Passage to read:
VoxEU Column Financial Markets

A political economy view of financial regulation

Financial regulation was flawed. However, there are signs that regulators could have done much more with the rules and information they had. Even the best rules are useless if regulators are not interested in enforcing them. This column says regulatory bodies should open their books and make their industry connections transparent so we can evaluate and reduce the risk of regulatory capture.

It is not only financial markets that have collapsed. Our trust in financial regulation is at an historical low. My macro and finance colleagues have generated a lively and informative debate on Vox about how to reform the rules that govern our financial systems. Let me add a political economist’s perspective.

Many failed countries have state-of-the-art constitutions. The success of regulation depends not only on the quality of the rules but also on the incentives of the people who are supposed to enforce them. In particular, the risk of regulatory capture has long been recognised as crucial, and it is a textbook regulatory concern (Laffont and Tirole 1993).1 There is also a large empirical body of evidence showing that lack of independence has a serious impact on regulatory outcomes (Dal Bó 2006).

There is no doubt that the present system of financial regulation needs improvement. But we also need to analyse the incentives of regulators to apply existing rules. If they are weak or even go in the opposite direction, even the best set of rules faces an uphill struggle.

To shed light on the possible presence of regulatory capture, it is natural to ask two questions.

Did regulators make full use of the rules they had, given the information they had?

What is asked:
Answer these questions from the column on financial regulation:
(a) What does the column say regulatory bodies should do so that the risk of regulatory capture can be evaluated and reduced?
(b) Besides the quality of the rules, what does the success of regulation depend on?
(c) What does the column say is at a historical low?

Given information:

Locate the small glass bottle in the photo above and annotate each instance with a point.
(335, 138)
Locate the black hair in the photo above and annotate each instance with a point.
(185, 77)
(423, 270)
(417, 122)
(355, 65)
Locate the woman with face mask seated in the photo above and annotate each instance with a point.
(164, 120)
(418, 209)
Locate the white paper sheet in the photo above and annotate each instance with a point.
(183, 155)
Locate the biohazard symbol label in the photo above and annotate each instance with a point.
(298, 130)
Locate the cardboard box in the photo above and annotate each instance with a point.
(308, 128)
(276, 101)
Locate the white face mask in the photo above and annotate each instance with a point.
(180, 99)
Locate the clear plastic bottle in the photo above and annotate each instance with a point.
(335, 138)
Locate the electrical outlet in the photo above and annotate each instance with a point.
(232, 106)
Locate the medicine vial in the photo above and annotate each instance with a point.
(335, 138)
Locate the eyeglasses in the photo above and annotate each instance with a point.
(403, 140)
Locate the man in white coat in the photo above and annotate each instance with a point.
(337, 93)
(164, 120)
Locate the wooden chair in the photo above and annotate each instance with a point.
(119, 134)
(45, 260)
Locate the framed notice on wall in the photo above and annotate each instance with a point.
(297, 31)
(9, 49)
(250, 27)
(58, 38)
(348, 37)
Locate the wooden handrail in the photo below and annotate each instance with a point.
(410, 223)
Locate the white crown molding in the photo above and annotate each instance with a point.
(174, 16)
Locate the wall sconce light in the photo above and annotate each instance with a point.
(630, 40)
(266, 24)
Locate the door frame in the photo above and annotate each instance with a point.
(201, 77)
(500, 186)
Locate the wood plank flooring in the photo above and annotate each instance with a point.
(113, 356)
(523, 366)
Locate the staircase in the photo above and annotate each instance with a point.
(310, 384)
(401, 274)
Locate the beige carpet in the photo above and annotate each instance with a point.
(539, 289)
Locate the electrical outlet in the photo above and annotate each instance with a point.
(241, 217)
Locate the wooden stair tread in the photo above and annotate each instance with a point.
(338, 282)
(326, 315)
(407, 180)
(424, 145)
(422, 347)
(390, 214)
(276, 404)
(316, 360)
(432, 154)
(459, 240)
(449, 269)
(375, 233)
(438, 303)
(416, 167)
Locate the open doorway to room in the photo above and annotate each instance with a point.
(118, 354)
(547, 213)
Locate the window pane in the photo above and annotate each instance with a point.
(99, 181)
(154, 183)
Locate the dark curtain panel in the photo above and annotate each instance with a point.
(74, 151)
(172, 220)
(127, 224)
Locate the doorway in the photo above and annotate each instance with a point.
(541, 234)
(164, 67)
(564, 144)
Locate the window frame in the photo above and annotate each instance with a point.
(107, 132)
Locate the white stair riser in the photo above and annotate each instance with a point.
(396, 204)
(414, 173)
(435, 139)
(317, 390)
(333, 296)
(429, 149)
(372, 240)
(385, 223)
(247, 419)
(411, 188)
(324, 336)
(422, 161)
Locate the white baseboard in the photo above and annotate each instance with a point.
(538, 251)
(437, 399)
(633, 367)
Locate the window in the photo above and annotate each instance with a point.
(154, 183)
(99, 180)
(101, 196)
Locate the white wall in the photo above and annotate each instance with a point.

Exercise response:
(a) They should open their books and make their industry connections transparent.
(b) The incentives of the people who are supposed to enforce the rules.
(c) Our trust in financial regulation.